▶ **EXERCISE PROMPT**:
Reproduce everything from the row containing "instance of grass." down to the row containing "0,467,168,540", replacing "pixel corners" with "corner coordinates" and changing nothing else.

-- START OF RECORD EXTRACTS --

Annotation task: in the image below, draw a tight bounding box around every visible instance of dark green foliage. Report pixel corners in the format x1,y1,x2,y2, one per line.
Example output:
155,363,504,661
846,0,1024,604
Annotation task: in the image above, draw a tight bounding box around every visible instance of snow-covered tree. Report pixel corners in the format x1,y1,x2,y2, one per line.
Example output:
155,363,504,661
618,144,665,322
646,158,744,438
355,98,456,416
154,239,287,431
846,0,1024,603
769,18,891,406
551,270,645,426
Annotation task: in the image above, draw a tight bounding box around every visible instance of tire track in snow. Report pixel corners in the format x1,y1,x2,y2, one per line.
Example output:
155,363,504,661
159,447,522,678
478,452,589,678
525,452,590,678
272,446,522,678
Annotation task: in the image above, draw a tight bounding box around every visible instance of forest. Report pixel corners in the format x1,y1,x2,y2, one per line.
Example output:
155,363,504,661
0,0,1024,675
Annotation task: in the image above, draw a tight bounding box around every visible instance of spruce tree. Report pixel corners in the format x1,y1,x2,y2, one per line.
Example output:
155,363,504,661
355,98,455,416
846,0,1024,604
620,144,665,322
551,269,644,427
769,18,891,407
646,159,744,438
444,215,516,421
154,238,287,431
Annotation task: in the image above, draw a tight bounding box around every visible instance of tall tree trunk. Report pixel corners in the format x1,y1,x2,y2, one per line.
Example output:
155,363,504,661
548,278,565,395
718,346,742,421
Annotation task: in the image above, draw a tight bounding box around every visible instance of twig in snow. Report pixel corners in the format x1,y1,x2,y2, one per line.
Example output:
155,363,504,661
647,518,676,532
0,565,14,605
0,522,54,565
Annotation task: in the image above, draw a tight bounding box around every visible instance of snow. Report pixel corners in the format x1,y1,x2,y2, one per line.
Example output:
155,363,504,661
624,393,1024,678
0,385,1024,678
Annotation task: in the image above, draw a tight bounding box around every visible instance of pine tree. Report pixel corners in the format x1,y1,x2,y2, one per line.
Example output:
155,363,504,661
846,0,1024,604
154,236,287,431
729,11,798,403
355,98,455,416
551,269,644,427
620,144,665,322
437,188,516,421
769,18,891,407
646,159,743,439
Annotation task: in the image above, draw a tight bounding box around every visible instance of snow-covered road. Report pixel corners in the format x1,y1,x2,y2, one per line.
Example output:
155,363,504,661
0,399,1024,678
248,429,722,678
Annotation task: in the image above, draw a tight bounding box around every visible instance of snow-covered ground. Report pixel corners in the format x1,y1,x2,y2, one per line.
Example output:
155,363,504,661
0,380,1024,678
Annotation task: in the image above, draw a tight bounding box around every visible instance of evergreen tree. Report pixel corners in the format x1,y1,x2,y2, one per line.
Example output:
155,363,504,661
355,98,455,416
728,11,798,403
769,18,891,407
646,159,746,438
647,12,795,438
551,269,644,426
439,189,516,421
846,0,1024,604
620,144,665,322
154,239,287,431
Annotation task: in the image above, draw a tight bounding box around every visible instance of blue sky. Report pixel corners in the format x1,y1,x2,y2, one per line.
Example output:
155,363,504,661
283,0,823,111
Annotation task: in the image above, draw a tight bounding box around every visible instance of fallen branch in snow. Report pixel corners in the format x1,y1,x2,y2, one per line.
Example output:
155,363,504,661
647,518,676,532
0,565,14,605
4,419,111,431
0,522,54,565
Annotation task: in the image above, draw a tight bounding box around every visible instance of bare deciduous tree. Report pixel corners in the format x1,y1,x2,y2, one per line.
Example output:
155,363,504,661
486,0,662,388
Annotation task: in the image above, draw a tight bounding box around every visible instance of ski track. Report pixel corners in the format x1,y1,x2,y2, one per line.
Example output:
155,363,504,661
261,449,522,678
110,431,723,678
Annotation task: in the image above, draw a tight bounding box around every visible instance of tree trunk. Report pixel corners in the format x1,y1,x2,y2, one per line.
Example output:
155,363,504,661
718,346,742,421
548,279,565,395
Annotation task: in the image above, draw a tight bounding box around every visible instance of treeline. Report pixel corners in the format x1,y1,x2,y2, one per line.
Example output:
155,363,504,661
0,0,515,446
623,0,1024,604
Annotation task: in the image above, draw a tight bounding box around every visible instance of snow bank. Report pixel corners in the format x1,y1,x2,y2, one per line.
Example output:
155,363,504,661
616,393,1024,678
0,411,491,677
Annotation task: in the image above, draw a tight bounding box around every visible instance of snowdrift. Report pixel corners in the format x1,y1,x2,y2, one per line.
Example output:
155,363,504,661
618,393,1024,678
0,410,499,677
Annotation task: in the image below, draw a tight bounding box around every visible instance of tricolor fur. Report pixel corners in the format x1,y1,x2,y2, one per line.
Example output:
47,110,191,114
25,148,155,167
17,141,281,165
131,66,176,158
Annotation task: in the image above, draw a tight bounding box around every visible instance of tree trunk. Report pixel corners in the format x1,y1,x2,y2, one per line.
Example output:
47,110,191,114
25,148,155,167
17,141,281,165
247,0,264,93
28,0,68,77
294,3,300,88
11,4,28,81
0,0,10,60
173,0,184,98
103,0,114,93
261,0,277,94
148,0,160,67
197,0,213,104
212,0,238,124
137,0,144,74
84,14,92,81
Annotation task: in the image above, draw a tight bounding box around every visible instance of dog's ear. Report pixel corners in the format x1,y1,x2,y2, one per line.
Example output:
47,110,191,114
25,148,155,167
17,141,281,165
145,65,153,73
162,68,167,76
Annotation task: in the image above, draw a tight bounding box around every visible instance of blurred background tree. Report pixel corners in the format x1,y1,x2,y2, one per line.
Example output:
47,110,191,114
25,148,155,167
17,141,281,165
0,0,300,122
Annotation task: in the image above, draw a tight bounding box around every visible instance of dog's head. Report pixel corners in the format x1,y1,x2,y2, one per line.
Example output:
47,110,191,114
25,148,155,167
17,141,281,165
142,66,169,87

-- END OF RECORD EXTRACTS --
-- START OF RECORD EXTRACTS --

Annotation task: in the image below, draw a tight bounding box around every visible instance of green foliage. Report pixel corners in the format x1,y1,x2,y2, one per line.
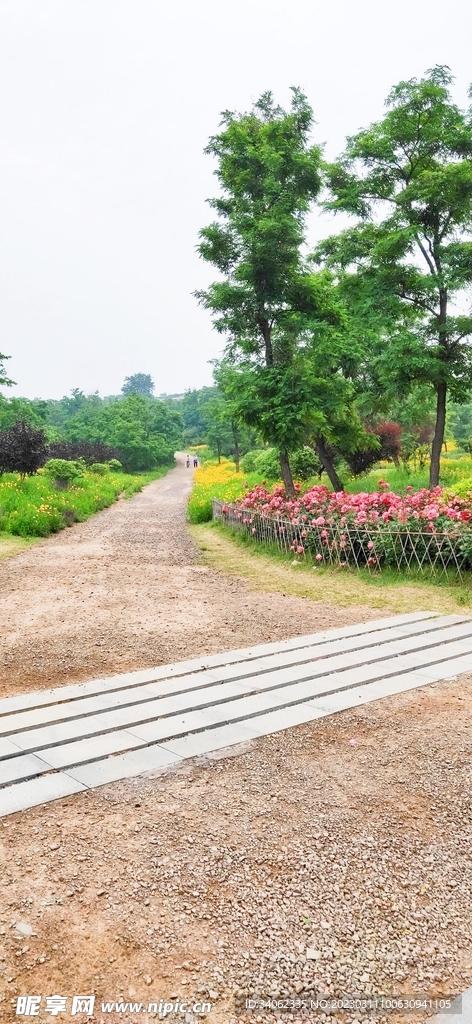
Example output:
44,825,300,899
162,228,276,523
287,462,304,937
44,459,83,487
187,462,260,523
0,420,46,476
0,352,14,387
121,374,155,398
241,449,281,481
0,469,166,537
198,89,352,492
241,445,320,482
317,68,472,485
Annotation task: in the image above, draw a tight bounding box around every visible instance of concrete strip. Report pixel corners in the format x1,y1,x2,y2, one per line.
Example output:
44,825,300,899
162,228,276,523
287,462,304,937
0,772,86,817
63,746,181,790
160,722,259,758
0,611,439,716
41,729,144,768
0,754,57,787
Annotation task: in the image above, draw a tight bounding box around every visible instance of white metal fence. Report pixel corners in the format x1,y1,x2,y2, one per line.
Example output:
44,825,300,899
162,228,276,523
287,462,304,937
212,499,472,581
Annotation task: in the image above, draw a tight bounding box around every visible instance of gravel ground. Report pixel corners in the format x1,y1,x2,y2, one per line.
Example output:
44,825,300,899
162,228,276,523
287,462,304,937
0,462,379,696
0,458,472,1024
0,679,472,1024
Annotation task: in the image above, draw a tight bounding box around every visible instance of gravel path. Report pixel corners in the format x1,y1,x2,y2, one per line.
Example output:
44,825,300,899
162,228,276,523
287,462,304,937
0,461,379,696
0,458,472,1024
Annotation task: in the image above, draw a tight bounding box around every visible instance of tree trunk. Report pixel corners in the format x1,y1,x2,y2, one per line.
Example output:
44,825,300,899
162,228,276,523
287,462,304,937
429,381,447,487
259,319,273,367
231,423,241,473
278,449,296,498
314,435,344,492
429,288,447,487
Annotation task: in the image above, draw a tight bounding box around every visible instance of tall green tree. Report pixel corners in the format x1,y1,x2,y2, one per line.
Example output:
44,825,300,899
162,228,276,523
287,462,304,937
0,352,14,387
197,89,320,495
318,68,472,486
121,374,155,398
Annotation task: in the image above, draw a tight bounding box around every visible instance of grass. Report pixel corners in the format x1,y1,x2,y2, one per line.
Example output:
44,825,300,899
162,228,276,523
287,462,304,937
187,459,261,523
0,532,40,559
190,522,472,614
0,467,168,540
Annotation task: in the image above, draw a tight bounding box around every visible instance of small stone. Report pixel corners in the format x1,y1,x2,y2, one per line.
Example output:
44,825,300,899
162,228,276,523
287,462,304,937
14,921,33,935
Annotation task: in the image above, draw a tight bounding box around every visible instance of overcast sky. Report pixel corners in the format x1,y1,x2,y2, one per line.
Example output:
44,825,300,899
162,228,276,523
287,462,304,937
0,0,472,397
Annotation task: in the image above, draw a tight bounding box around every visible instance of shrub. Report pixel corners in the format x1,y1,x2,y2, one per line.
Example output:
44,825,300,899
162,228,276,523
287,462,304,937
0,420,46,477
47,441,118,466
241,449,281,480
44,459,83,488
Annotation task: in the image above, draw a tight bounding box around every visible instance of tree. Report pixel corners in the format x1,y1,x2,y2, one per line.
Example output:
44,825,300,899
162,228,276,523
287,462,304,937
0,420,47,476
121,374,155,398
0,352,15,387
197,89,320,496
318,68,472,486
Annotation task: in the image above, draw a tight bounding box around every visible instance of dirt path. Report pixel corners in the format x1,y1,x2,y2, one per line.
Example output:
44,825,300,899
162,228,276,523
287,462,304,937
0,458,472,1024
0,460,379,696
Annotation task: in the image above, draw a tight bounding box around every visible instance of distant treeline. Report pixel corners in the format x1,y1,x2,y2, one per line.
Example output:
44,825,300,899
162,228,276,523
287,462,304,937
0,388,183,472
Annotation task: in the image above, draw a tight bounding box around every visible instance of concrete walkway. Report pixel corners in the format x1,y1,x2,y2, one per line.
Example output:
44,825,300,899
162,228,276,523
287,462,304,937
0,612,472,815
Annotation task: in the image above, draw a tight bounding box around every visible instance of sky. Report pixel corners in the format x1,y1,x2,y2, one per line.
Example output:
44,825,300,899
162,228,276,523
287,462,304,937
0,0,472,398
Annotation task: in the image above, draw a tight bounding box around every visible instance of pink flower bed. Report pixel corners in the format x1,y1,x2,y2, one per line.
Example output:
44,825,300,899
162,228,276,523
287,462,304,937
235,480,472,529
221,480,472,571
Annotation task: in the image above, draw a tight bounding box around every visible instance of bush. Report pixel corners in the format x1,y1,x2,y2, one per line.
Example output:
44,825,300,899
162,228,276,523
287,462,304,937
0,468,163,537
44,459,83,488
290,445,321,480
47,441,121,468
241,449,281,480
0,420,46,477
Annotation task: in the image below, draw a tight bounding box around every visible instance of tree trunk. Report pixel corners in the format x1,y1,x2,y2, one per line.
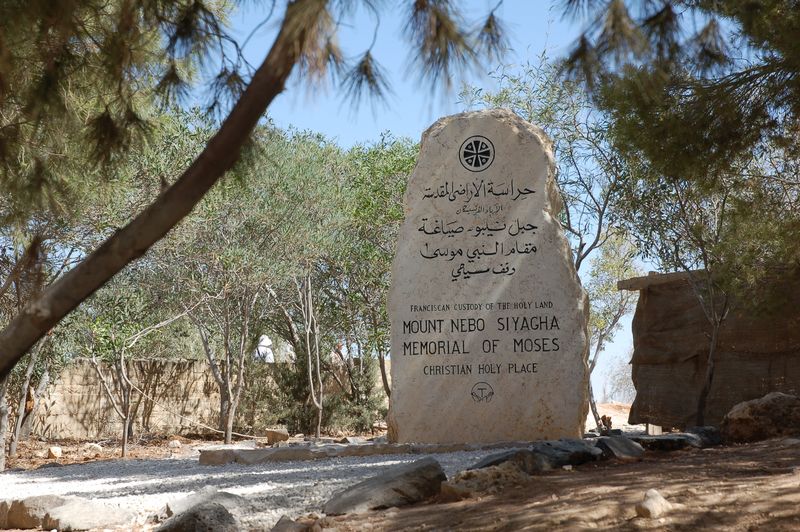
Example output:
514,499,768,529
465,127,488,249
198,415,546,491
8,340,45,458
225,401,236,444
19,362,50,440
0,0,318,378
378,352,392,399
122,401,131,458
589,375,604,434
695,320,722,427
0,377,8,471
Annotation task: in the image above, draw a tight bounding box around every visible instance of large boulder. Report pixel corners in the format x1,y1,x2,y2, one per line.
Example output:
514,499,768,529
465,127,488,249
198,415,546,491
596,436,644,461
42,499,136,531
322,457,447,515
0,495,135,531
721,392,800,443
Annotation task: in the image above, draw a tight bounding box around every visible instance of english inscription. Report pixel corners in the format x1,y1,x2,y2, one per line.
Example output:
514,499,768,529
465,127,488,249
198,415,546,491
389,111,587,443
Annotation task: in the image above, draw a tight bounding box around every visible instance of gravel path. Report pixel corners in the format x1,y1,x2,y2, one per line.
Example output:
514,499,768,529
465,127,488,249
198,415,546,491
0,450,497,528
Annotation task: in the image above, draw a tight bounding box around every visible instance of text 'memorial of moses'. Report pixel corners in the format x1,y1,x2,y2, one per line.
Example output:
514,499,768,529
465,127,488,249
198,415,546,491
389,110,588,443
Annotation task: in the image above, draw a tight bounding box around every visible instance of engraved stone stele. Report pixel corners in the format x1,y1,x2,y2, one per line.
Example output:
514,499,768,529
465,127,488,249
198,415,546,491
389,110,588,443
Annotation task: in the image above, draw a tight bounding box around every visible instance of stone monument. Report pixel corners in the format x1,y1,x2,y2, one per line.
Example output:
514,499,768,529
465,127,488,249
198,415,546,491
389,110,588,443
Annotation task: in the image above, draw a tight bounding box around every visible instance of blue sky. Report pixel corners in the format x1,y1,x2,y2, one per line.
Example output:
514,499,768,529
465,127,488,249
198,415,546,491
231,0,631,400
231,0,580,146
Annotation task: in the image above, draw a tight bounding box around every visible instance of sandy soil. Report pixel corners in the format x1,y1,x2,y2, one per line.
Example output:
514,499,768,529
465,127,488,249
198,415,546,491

-- END OF RECORD EXTRACTS --

▶ **RESPONSE TO THE EXERCISE**:
Annotation task: in the image above, draw a tight bounding box around every visible instance of grass. Report corner coordinates in the format x1,y1,x2,y2, one per line.
Example output:
44,825,300,899
162,228,276,523
287,462,304,937
187,459,261,523
0,532,40,559
190,522,472,614
0,467,168,540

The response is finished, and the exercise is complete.